[DATA RECORDS]

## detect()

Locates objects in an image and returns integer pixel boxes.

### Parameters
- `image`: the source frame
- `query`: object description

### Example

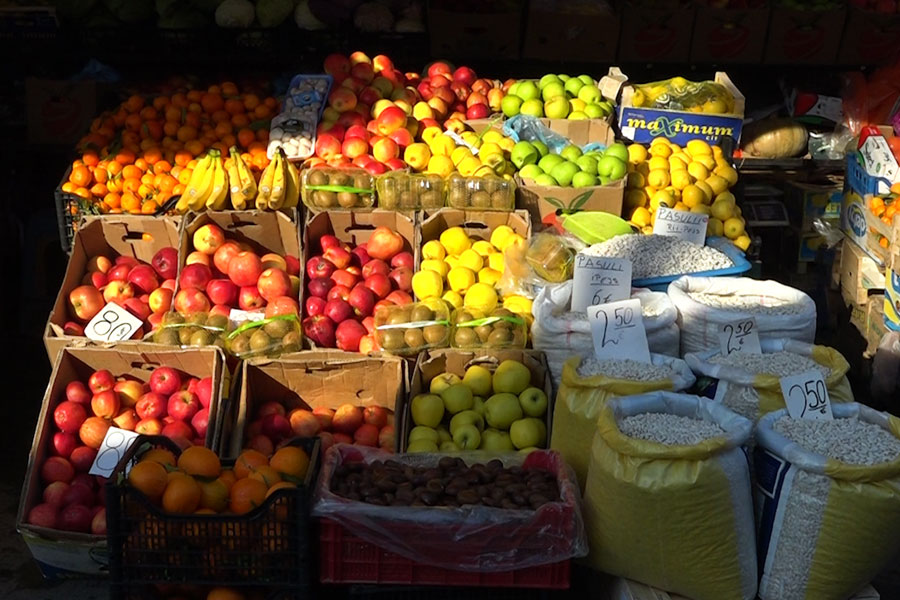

[/DATA RECORDS]

■ **WHAT NEEDS TO BE DONE**: Look through the data above and return each line where the string "image" occurs.

■ **THE COMPLETED TASK**:
Locates objects in an image and returns integer pixel boxes.
- `image`: the source frame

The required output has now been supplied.